= TEXTE PRÉSENTÉ =
<<<<
Vampire, vous avez dit vampire ?
Un cavalier surgit hors de la nuit, mais celui qui court vers d’inquiétantes aventures n’est pas le rusé Zorro. Pourtant vêtu de noir comme l’ibère renard, et comme lui Californien de souche, il signe son nom à la pointe de ses canines, dans le cou de ses jeunes et belles victimes. Edward Dein (et sa femme Mildred comme nocturne complice à l’écriture) s’autorise toutes les audaces « Dans les griffes du vampire » en injectant une dose de gothique fantastique dans un contexte de western aux motifs tout ce qu’il y a de plus classiques.
Son film se positionne à la croisée des pistes, dans une de ces petites bourgades de studio, avec ses maisons de style colonial, son église plantée au centre d’un village étrangement dépeuplé. Une musique lugubre accueille le passage d’un corbillard, des couronnes mortuaires ornent les portes d’entrée tandis que les pierres tombales se dressent crânement à l’orée du vieux cimetière : les signes ne trompent pas quant à la nature du mystère qui plane sur cet Ouest qui va passer plus d’une nuit en enfer. La mort a frappé en série dans les foyers, et dans l’indispensable saloon où le whisky coule toujours à flot, ils sont peu nombreux à trinquer à l’avenir. Le décor semble appartenir à cette vieille mode qui fit la gloire de monstres qui n’en finissent plus de se rendre la politesse, tous ces petits films sans le sou censés gratter les dernières poignées de dollars de franchises exsangues.
>>>>
= ENTRÉES DU CORPUS =
<<<<
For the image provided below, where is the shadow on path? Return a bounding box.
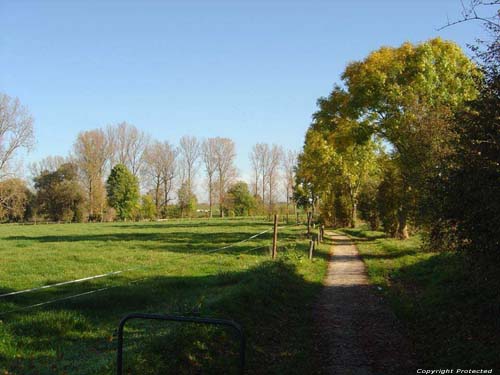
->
[314,233,415,375]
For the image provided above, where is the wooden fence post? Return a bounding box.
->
[271,214,278,259]
[307,212,312,238]
[309,238,314,259]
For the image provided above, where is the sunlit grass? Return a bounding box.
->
[0,220,327,374]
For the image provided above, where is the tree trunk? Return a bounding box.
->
[208,176,213,219]
[396,207,410,240]
[351,202,358,228]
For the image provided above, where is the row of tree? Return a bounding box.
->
[0,104,296,221]
[295,26,500,260]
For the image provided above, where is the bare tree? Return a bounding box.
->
[143,141,177,214]
[28,155,69,177]
[0,93,34,179]
[214,137,237,217]
[179,135,201,192]
[250,144,262,197]
[282,150,298,213]
[250,143,271,202]
[106,122,150,177]
[201,138,218,217]
[73,129,111,220]
[267,144,283,209]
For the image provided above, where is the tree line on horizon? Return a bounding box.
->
[0,111,297,222]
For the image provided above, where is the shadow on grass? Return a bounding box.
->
[3,232,271,252]
[0,261,321,374]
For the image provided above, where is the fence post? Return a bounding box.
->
[307,212,311,238]
[272,214,278,259]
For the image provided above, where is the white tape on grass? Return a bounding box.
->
[0,229,272,298]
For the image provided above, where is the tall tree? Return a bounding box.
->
[201,138,217,217]
[179,135,201,194]
[250,143,262,197]
[106,122,150,177]
[177,182,197,217]
[143,141,177,214]
[73,129,111,220]
[267,144,283,210]
[34,163,83,221]
[214,137,237,217]
[0,93,34,179]
[29,155,67,178]
[227,181,256,216]
[282,150,298,214]
[106,164,140,220]
[342,38,479,238]
[0,178,33,221]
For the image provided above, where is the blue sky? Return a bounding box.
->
[0,0,482,182]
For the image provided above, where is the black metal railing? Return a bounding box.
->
[116,313,246,375]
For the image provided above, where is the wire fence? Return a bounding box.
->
[0,224,301,316]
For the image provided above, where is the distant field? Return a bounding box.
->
[0,219,327,374]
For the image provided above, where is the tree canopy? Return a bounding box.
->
[106,164,140,220]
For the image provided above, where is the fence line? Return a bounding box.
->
[0,224,304,316]
[0,229,271,298]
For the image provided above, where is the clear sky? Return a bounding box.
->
[0,0,482,182]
>>>>
= CONSIGNE DE L'EXERCICE =
Recopiez à l'identique le passage de la critique de « Dans les griffes du vampire » qui commence par « Vampire, vous avez » et se poursuit jusqu'à « de plus classiques. ».

= RÉPONSE RÉDIGÉE =
Vampire, vous avez dit vampire ?
Un cavalier surgit hors de la nuit, mais celui qui court vers d’inquiétantes aventures n’est pas le rusé Zorro. Pourtant vêtu de noir comme l’ibère renard, et comme lui Californien de souche, il signe son nom à la pointe de ses canines, dans le cou de ses jeunes et belles victimes. Edward Dein (et sa femme Mildred comme nocturne complice à l’écriture) s’autorise toutes les audaces « Dans les griffes du vampire » en injectant une dose de gothique fantastique dans un contexte de western aux motifs tout ce qu’il y a de plus classiques.